[Excerpts of location labeling data]
====
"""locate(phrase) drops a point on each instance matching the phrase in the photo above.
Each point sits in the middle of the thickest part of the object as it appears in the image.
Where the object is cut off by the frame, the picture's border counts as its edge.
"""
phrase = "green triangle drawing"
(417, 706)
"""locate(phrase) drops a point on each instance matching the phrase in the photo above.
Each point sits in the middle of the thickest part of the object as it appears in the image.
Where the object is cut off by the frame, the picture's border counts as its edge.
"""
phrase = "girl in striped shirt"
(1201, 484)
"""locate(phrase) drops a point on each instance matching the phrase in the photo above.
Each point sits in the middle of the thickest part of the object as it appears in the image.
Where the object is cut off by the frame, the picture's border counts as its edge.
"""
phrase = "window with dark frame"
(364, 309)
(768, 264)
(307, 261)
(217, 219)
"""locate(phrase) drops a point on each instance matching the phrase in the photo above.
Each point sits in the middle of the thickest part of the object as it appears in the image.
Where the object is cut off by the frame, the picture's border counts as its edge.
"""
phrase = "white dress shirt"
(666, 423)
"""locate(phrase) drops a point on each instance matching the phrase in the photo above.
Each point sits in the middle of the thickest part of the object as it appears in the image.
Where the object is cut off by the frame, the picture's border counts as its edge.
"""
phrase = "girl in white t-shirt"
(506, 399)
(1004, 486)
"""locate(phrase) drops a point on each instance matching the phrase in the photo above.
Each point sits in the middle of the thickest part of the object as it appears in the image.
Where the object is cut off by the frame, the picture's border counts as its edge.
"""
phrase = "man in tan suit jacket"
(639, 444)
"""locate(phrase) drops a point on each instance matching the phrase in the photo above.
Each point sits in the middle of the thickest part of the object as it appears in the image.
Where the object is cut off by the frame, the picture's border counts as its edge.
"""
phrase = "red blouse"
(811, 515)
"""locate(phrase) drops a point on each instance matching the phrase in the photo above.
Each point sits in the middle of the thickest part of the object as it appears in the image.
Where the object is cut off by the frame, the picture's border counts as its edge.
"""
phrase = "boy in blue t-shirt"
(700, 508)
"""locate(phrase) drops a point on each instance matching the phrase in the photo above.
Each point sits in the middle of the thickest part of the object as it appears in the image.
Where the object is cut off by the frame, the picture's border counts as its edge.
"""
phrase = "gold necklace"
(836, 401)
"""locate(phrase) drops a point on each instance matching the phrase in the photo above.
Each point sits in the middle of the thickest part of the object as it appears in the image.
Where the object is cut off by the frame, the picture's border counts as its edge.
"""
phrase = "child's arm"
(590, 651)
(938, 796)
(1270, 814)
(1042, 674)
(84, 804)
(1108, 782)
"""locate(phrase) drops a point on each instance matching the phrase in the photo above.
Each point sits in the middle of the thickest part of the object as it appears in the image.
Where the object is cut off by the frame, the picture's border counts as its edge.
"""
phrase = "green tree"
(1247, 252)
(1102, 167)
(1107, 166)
====
Stated task:
List each line of the material above that contains the string "white".

Final result:
phrase = "white dress shirt"
phrase = "girl in white t-shirt"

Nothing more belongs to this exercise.